— START OF Source document —

Looking at the raw data from Wireshark, we get the following for the ModbusTCP Response time:


In this case, we can see the typical response is on average about 1.5ms, but there is a significant mode of response up around 2.5ms.  Based on the typical RTOs observed with this data set in Linux, I propose the RTO is calculated for this case as minRTO + RTT.  The minimum RTO is 200ms by default (as evidenced by Linux kernel source code):


#define TCP_RTO_MIN ((unsigned)(HZ/5))

from include/net/tcp.h.

For this network, there are only a few devices and everything is in close proximity with high quality cabling in a lab environment. Therefore, we expect really no packet loss so the RTO should migrate to the minimum value very quickly, which is what was observed.

Packet Drop Test at Default RTO

Now it would be useful to see the RTO in action.  However, this presents a minor problem as it is quite difficult to just drop packets, on command, to test retransmission behavior.  Most of the time I see engineers pull the cable from a device and try to see what the TCP stack does once this link is lost.  This is one particular type of failure event, however, I argue it is only one type of event, and is actually not the most common.  What I have observed that is more common is the loss of a single Ethernet frame that then requires TCP to initiate recovery operations (which is usually a retransmission).  Pulling the cable does not represent this; and the single packet drop on the network is usually not done by the network itself.  Though the network can drop a frame if it is too busy, nearly all switches and bridges in use today make use of dedicated switch chips which can forward frames in hardware at full line rate.  In contrast, most Ethernet devices used in industrial control operate at MUCH lower levels than, say, 100MBps Ethernet is capable of doing - most of the times less than 10% of line rate.  Therefore, it's likely not the network dropping a packet, but an end device not being able to handle it within it's TCP/IP stack so drops a frame due to overload or a bug.

— END OF Source document —
— START OF Extracted records —

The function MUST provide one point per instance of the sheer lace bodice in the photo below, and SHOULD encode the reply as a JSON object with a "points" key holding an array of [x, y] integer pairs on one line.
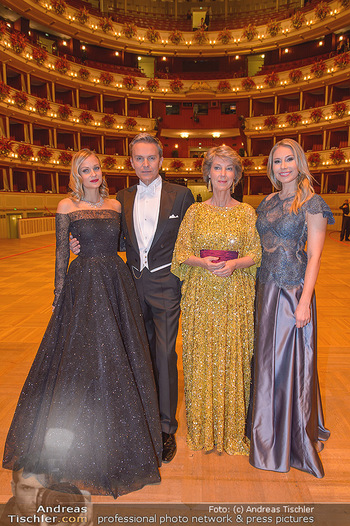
{"points": [[283, 237], [97, 238]]}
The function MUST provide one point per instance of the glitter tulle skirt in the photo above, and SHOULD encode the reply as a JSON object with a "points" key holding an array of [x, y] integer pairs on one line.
{"points": [[88, 412]]}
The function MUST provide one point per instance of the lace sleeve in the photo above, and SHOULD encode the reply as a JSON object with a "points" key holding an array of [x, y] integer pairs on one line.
{"points": [[62, 252], [316, 205]]}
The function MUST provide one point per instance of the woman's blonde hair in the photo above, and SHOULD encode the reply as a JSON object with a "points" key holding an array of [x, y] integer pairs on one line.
{"points": [[224, 152], [76, 189], [305, 189]]}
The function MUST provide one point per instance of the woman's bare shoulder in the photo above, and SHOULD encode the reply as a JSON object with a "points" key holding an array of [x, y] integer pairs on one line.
{"points": [[66, 206]]}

— END OF Extracted records —

• Written tasks:
1 - According to the RTO write-up, why is a single dropped frame more likely caused by an end device than by the network? Answer in one to three sentences.
2 - Continue the RTO write-up after its final sentence.

• Final results:
1 - Nearly all switches and bridges in use today rely on dedicated switch chips that forward frames in hardware at full line rate. Most industrial Ethernet devices run far below that, usually under 10% of line rate. The drop is therefore more likely an end device whose TCP/IP stack cannot handle the frame and discards it because of overload or a bug.

2 -
So how to drop a single packet?  The best way is with custom hardware designed to do just this - one such machine is a Spirent or Ixia GEM impairment tool.  These have great control over a TCP connection and can be programmed to drop specific frames and the retransmission behavior can then be analyzed experimentally.

But these can cost thousands of dollars - so what if we don't have one?  Aside from pulling the cable, can I just drop a frame now and again to see what retransmission will be, and see how the RTO affects these retransmissions?

A small Latvian company, Mikrotik, makes some very nice, inexpensive, routers and other networking equipment.  Perusing one of their $120 (street price) routers, RB-450G, I ran across a feature in the IP Firewall configuration section that could be of use in this case.  Note the product has three different firewalls - one at the switch chip, one at the bridge level, and the third at the IP layer.  Here is the configuration of the IP Firewall rule - the first is the selection rule for choosing TCP data with a destination port of 502.  This should be familiar to those who know ModbusTCP and TCP/IP as a selector for client traffic, or Modbus queries.  The ModbusTCP server, which accepts queries and issues responses, is usually listening on TCP port 502, while the client will usually use an ephemeral port (some number, perhaps greater than 32K) as it's port.



Selecting the forward chain, as data is passing through the firewall device, and TCP with a destination port of 502 for client traffic to server traffic:


The interesting part for us is the random field:


This will select random packets at this frequency (based on 100%) - so this is to select 1/100 packets, on average, from the traffic selector we have, that of packets (mostly ModbusTCP queries) destined for the server device.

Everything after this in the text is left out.